▶ [SHORT TASK]
Rewrite the interview transcript, starting with "Jacqueline Kennedy - Caroline" and going on through "on his mind?", with "question" swapped for "topic".

# Start of DOCUMENT SEGMENT

Jacqueline Kennedy - Caroline Kennedy [85]
Oh, really?
I mean, it's so strange, these things that come back, because he saw then that he would be—you know, he said, it will never top this. Strange those things come back now.
Had that Lincoln question that he asked Donald—one that he discussed before? Been on his mind?
Oh, yes, because all the time we discussed it. The first year I was married, I took a course in American history at the Georgetown School of Foreign Service from Professor Jules Davids, who was this brilliant man. And I'd never taken American history and I used to come home full of these things and I was so excited—Thaddeus Stevens and the radical Republicans, I can remember. And these awful poems they were writing about Lincoln. And Jack was excited that I was so interested. And then when he was doing Profiles in Courage, I told him how great Davids was, and he had him do some research on it. So at that time, we would talk a lot about Lincoln and the Reconstruction, and, you know, if he lived and that—and that was back when we were married was '53, '54, and then his book was '54–'55—so we talked about it years before.
There was another Hickory Hill meeting at the White House—Isaiah Berlin.
Where they talked about Russia.
Yes.

# End of DOCUMENT SEGMENT
# Start of RECORD LIST

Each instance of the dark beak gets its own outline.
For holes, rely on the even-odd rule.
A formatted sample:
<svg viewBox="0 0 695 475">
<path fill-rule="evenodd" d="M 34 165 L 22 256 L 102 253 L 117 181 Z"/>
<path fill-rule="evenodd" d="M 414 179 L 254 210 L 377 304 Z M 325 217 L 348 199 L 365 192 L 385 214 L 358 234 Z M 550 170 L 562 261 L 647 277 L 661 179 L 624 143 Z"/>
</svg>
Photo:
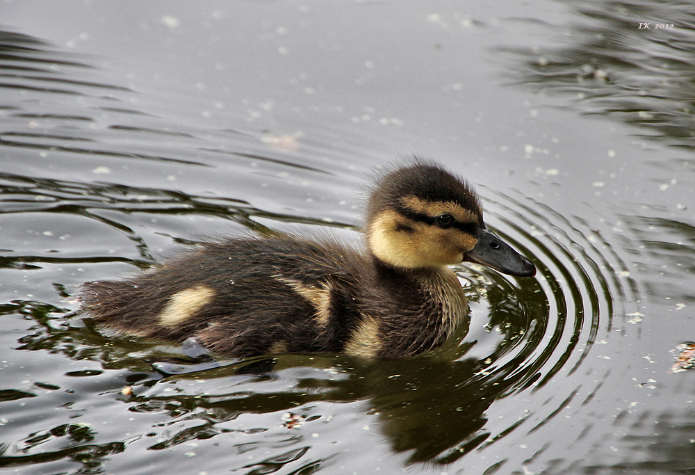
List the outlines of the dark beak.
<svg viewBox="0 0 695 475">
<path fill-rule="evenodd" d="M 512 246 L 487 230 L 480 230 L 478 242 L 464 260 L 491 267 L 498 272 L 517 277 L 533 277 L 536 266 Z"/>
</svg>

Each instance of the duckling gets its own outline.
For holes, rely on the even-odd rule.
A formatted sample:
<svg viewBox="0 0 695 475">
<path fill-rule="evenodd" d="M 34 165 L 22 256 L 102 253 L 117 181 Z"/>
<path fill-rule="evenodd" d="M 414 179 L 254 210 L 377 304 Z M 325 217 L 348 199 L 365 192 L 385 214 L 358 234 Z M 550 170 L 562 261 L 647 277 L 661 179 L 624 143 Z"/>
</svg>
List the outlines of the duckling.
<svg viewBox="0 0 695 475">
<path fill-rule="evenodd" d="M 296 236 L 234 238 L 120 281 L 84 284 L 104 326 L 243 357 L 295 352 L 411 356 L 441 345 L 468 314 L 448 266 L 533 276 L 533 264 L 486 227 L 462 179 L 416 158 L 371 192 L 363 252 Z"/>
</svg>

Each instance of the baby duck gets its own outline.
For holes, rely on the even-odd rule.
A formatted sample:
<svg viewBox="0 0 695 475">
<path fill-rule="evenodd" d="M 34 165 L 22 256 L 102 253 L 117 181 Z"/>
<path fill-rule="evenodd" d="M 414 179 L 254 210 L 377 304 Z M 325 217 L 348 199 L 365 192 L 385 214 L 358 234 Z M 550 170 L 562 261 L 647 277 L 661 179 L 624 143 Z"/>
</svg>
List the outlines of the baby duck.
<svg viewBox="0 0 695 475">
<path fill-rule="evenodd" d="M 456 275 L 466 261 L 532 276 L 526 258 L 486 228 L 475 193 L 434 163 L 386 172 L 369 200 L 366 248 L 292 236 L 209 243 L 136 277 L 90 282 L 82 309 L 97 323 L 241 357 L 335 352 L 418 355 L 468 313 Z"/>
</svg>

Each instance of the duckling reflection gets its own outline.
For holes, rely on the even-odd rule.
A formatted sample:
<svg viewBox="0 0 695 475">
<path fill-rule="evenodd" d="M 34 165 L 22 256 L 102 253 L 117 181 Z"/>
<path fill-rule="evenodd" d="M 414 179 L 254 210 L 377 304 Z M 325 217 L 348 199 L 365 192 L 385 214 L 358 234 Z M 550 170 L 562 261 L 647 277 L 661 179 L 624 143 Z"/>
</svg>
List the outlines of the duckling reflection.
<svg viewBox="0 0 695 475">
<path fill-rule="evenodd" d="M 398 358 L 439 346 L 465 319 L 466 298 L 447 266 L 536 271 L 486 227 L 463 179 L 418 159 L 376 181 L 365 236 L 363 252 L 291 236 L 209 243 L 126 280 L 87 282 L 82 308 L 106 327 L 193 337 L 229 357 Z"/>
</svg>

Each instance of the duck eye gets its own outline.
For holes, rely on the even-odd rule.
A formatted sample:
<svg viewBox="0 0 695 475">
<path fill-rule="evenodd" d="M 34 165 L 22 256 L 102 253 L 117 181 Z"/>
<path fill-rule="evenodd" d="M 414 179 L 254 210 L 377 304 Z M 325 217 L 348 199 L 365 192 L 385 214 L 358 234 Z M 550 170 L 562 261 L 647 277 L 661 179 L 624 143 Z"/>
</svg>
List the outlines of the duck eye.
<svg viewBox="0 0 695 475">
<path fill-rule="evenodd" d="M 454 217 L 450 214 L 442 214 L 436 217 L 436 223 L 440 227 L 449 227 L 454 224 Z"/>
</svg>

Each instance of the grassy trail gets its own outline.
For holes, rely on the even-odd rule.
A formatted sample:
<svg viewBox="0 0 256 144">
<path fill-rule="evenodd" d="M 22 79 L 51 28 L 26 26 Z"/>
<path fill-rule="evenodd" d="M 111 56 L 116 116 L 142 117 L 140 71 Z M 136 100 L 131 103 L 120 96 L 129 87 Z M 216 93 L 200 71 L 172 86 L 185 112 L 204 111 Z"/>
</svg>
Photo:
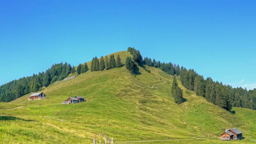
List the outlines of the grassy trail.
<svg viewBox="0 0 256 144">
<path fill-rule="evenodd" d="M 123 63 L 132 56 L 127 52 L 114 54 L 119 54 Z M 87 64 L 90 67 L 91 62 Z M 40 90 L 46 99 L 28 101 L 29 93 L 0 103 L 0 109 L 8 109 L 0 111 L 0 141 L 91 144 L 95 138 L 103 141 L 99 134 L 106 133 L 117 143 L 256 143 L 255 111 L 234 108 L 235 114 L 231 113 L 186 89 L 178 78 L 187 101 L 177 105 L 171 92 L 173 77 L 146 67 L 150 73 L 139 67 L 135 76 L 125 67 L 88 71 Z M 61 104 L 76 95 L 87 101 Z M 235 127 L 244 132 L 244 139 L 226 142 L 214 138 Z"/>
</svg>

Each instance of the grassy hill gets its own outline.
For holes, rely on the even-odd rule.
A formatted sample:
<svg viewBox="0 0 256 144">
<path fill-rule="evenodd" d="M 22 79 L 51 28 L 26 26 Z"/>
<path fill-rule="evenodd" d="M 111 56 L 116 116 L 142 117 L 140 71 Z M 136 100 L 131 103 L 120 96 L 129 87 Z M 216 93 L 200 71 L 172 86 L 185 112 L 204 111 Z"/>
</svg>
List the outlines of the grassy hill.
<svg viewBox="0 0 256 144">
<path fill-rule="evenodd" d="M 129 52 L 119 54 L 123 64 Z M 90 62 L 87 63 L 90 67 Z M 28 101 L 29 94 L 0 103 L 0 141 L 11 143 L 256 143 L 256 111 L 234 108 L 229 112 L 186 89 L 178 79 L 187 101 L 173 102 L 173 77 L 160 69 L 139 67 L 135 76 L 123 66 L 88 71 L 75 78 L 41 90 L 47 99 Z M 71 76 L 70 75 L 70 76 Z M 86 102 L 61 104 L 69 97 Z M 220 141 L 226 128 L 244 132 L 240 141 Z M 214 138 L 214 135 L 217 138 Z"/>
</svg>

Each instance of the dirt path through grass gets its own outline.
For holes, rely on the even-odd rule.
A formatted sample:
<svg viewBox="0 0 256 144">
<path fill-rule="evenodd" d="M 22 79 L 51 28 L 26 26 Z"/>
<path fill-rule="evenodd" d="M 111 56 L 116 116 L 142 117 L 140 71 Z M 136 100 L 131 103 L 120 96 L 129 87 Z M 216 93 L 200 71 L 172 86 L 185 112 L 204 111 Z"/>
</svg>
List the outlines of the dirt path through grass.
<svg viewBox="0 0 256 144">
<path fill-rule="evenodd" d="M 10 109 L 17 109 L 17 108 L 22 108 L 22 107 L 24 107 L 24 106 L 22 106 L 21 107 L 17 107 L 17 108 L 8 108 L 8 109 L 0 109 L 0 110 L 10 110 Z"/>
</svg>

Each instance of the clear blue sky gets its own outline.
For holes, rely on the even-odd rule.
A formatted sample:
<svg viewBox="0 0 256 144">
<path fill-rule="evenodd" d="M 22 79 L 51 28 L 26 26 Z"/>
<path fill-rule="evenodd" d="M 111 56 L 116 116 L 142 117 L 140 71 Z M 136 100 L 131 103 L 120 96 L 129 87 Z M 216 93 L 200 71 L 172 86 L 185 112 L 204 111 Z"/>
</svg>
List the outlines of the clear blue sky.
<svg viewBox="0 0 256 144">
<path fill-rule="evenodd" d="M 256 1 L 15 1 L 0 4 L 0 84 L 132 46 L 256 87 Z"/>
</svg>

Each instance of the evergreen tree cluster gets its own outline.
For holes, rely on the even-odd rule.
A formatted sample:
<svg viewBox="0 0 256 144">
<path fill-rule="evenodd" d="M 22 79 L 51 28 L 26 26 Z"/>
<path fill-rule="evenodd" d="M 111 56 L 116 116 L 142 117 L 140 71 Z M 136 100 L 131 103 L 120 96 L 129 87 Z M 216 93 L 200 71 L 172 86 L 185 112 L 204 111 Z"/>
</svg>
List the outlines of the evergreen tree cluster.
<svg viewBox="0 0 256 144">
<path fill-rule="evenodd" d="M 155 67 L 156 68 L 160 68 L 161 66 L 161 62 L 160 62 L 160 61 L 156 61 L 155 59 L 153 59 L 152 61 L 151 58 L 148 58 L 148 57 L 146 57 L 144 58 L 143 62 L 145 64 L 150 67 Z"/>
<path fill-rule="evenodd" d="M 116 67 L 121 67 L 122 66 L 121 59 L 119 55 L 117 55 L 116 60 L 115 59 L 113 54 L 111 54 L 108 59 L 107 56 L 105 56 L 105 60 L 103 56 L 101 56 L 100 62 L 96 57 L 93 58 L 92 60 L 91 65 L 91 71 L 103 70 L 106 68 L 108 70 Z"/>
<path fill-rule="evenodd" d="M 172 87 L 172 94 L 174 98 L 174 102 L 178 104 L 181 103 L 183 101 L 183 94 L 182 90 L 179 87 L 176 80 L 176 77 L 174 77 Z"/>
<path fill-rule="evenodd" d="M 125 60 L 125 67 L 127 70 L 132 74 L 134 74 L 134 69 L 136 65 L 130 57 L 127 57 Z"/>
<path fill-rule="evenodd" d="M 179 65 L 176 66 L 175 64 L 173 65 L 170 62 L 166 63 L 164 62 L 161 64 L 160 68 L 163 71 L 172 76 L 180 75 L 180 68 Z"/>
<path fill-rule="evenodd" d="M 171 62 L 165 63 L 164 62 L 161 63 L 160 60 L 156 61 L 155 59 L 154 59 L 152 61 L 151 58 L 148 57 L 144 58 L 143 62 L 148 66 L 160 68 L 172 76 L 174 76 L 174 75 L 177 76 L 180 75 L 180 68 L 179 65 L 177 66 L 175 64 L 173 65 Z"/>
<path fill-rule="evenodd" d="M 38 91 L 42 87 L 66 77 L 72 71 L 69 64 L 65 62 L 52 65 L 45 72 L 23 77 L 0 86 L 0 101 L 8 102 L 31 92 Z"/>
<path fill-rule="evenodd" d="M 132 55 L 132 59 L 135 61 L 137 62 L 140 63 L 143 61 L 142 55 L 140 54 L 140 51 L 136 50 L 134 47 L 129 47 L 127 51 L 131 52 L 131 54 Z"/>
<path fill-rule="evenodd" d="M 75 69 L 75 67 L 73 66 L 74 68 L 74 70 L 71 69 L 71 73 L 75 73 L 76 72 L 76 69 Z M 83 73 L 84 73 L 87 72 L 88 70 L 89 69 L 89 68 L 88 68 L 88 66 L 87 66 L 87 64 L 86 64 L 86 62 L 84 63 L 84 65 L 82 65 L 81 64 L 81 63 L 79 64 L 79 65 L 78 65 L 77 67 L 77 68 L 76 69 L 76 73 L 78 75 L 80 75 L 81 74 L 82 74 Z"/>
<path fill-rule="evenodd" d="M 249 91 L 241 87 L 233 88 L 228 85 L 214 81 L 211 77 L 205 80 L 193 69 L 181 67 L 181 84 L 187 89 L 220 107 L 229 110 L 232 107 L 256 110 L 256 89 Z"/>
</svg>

# End of RECORD LIST

▶ [ANSWER FOR THIS EXERCISE]
Jacqueline Kennedy - Caroline Kennedy [85]
Oh, really?
I mean, it's so strange, these things that come back, because he saw then that he would be—you know, he said, it will never top this. Strange those things come back now.
Had that Lincoln topic that he asked Donald—one that he discussed before? Been on his mind?